[[ Records supplied, beginning ]]

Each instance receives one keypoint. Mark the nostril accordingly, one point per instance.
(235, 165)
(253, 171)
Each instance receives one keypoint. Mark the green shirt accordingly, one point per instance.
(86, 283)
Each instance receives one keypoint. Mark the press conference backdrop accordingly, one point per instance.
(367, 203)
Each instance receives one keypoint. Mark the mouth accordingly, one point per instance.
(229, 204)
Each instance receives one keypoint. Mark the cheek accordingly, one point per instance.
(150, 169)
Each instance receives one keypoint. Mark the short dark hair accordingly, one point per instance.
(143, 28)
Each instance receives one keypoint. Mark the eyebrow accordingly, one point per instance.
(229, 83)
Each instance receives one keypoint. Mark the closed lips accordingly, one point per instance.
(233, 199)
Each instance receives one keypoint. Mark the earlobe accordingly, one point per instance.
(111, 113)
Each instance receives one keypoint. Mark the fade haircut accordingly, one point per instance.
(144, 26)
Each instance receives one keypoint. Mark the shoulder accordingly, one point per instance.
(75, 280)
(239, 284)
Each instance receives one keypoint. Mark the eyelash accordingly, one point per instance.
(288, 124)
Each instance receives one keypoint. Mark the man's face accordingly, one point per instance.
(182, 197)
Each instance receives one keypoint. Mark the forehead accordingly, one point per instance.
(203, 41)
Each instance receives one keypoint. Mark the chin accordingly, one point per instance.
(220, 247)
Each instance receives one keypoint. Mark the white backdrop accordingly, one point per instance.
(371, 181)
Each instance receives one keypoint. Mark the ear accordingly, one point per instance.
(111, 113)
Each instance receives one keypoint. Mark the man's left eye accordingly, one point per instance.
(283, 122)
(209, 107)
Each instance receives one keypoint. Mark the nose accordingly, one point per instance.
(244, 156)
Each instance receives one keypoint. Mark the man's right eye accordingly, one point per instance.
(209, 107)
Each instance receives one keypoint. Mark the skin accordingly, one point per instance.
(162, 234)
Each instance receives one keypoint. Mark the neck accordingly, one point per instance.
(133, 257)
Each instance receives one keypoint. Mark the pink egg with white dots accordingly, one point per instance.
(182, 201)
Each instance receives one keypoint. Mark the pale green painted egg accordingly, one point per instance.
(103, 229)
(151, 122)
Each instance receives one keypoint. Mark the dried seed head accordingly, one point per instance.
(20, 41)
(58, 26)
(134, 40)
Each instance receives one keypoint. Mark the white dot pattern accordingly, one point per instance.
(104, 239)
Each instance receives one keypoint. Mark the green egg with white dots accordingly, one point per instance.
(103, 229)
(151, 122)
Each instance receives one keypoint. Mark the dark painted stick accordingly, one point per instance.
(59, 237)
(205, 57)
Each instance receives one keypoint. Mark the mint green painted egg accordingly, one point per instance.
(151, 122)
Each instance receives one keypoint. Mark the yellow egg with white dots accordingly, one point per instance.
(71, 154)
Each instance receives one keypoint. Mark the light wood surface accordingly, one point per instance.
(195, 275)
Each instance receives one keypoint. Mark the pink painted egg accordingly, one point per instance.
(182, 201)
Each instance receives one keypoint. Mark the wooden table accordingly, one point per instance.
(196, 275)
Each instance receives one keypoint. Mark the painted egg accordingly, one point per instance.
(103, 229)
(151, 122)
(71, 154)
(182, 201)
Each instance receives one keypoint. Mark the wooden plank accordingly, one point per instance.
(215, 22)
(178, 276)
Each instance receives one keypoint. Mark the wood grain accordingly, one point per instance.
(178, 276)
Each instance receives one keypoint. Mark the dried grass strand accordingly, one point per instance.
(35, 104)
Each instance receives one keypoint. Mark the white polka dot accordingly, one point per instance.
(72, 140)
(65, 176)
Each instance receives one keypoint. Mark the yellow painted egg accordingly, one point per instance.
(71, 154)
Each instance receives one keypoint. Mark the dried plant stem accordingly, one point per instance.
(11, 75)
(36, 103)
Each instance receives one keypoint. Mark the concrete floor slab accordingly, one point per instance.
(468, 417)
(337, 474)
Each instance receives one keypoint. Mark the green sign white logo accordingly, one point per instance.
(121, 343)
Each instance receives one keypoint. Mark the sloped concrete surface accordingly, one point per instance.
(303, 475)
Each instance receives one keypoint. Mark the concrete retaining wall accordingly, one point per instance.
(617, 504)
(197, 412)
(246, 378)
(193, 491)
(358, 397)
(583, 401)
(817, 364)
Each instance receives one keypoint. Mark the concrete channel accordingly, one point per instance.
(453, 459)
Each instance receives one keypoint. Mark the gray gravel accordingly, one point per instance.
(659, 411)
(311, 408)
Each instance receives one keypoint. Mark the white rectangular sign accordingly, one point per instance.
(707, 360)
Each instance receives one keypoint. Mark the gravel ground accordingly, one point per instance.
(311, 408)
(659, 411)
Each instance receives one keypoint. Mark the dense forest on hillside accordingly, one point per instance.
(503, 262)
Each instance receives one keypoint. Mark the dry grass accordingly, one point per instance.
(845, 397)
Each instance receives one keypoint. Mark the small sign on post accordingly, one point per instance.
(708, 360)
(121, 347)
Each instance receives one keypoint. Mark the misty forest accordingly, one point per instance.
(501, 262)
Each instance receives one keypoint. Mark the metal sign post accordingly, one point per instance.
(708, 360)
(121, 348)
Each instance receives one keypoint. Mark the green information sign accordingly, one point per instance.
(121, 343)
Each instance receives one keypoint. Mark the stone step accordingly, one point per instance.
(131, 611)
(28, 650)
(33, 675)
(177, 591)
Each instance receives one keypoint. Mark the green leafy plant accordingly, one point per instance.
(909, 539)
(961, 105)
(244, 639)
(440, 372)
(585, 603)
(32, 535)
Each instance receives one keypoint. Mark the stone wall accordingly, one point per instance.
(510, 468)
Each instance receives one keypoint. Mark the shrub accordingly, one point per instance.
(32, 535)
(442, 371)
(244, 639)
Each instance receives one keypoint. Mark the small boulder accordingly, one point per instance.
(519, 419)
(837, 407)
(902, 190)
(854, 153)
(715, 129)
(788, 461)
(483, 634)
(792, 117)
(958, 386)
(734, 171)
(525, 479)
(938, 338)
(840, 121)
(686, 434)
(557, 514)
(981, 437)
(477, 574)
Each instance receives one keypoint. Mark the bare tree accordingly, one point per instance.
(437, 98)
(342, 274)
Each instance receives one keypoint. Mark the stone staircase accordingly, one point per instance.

[[ Records supplied, end ]]

▸ Task brief
Reproduce the whole listing above, word for word.

▸ Answer
Each instance receives one keypoint. Mark the nostril accordingly, one point per instance.
(235, 165)
(253, 171)
Each instance receives one keypoint. Mark the green shirt accordingly, one point per instance.
(86, 283)
Each instance receives one keypoint. Mark the press conference backdrop accordingly, one point per instance.
(367, 203)
Each instance receives one keypoint. Mark the mouth accordingly, one point per instance.
(229, 204)
Each instance receives one keypoint. Mark the cheek accordingly, one point per instance.
(150, 169)
Each instance receives one keypoint. Mark the short dark hair accordingly, one point per instance.
(143, 28)
Each instance receives one keypoint. Mark the eyebrow accordingly, one point per instance.
(229, 83)
Each instance receives one keypoint. Mark the closed lips accordingly, one point per instance.
(233, 199)
Each instance receives one keypoint. Mark the earlobe accordingly, one point per instance.
(111, 113)
Each instance receives one keypoint. Mark the fade haircut accordingly, one point per instance.
(144, 26)
Each instance receives one keypoint. Mark the shoulder accordingly, one point per instance.
(75, 280)
(239, 284)
Each instance receives one keypoint. Mark the eyelash accordingly, one point per instance.
(288, 124)
Each instance receives one keypoint. Mark the man's face accordingly, one point per instance.
(182, 197)
Each instance receives one keypoint. Mark the forehead accordingly, one point per instance.
(203, 41)
Each instance receives one keypoint. Mark the chin accordingly, one point per instance.
(220, 247)
Each instance receives one keypoint. Mark the white backdrop accordingly, one point per instance.
(371, 181)
Each instance receives one keypoint. Mark the ear accordingly, one point per instance.
(111, 113)
Each instance receives one keypoint. Mark the man's left eye accordingly, one point per instance.
(283, 122)
(209, 107)
Each instance receives one keypoint. Mark the nose accordingly, one point per instance.
(244, 156)
Each instance receives one keypoint. Mark the man's right eye accordingly, one point per instance.
(209, 107)
Each instance receives one keypoint. Mark the skin accordingly, one point per instance.
(162, 234)
Each instance receives one keypoint. Mark the neck accordingly, one point per instance.
(133, 257)
Each instance receives one keypoint. Mark the pink egg with white dots accordingly, one point per instance.
(182, 201)
Each instance receives one keypoint. Mark the pale green painted egg accordingly, one point per instance.
(103, 229)
(151, 122)
Each instance receives one keypoint. Mark the dried seed head accordingly, one point per instance.
(20, 41)
(58, 26)
(134, 40)
Each instance receives one keypoint. Mark the white dot pattern accordingly, one point per instance.
(104, 239)
Each instance receives one keypoint. Mark the green egg with white dots accordingly, one point per instance.
(103, 229)
(151, 122)
Each instance receives one keypoint. Mark the dark painted stick accordingly, one point per instance.
(59, 237)
(205, 57)
Each instance receives one keypoint. Mark the mint green painted egg accordingly, one point per instance.
(151, 122)
Each instance receives one keypoint. Mark the yellow egg with white dots accordingly, one point per instance.
(71, 154)
Each instance receives one keypoint. Mark the light wood surface accordingly, one point per instance.
(195, 275)
Each instance receives one keypoint. Mark the pink painted egg accordingly, one point per instance.
(182, 201)
Each instance receives one keypoint. Mark the wooden table accordingly, one point per instance.
(196, 275)
Each instance receives one keypoint. Mark the painted egg accordingly, one point per instance.
(103, 229)
(151, 122)
(71, 154)
(182, 201)
Each instance receives one keypoint. Mark the wooden plank accordingly, one point per instance.
(215, 22)
(178, 276)
Each instance receives one keypoint. Mark the wood grain accordingly, one point per instance.
(178, 276)
Each instance receives one keypoint. Mark the dried grass strand accordingly, one point per instance.
(35, 104)
Each instance receives one keypoint. Mark the white polka dot accordingly, one point per instance.
(72, 140)
(65, 176)
Each instance receives one keypoint. Mark the yellow painted egg accordingly, one point per instance.
(71, 154)
Each instance receives one keypoint. Mark the dried plant stem accordingly, one point per instance.
(11, 75)
(36, 103)
Each instance receives one keypoint. Mark the concrete floor slab accordingly, one point per instance.
(468, 417)
(337, 474)
Each instance receives one keypoint. Mark the green sign white logo accordingly, one point per instance.
(121, 343)
Each instance receives one keypoint. Mark the sloped concrete surface accordingly, one point per instance.
(303, 475)
Each instance receives one keypoint. Mark the concrete retaining wall accordingly, one point per instance.
(617, 504)
(197, 412)
(246, 378)
(193, 491)
(358, 397)
(583, 401)
(817, 364)
Each instance receives one keypoint. Mark the concrete channel accordingly, one point per instance.
(453, 459)
Each instance receives one keypoint. Mark the gray gravel accordingly, one point per instance.
(659, 411)
(311, 408)
Each instance receives one keypoint. Mark the white rectangular sign accordingly, one point per instance.
(707, 360)
Each instance receives one keypoint. Mark the gravel ground accordingly, one point per instance.
(311, 408)
(659, 411)
Each instance receives one keypoint. Mark the dense forest on hillside accordingly, one point per instance.
(503, 262)
Each instance receives one keypoint. Mark the dry grass accordingly, one point per instance.
(845, 397)
Each instance receives one keypoint. Mark the small sign on post accordingly, one point per instance.
(708, 360)
(121, 347)
Each instance receives one keypoint. Mark the misty forest accordingly, one point per instance.
(501, 262)
Each instance receives one keypoint. Mark the metal sign post accordingly, one point per instance.
(708, 360)
(121, 348)
Each instance receives one keypoint. Mark the green information sign accordingly, one point per instance.
(121, 343)
Each instance receives one keypoint. Mark the stone step accordingly, one point per instance.
(131, 611)
(28, 650)
(33, 675)
(177, 591)
Each instance receives one keypoint. Mark the green leafy plant accordingly, one point per instance.
(909, 539)
(961, 105)
(244, 639)
(440, 372)
(585, 603)
(32, 535)
Each instance receives one keypoint. Mark the stone wall accordingly, one point per instance.
(510, 468)
Each instance receives one keypoint. Mark the shrub accordingly, one point per instance.
(32, 535)
(442, 371)
(244, 639)
Each instance receives one keypoint. Mark the small boulder accordingly, one point per instance.
(519, 419)
(837, 407)
(902, 190)
(854, 153)
(715, 129)
(788, 461)
(483, 634)
(792, 117)
(958, 386)
(734, 171)
(525, 479)
(938, 338)
(840, 121)
(686, 434)
(557, 514)
(981, 437)
(477, 574)
Each instance receives one keypoint. Mark the bare tree accordingly, one point per instance.
(437, 98)
(342, 274)
Each instance receives one keypoint. Mark the stone staircase accordingly, one point per instance.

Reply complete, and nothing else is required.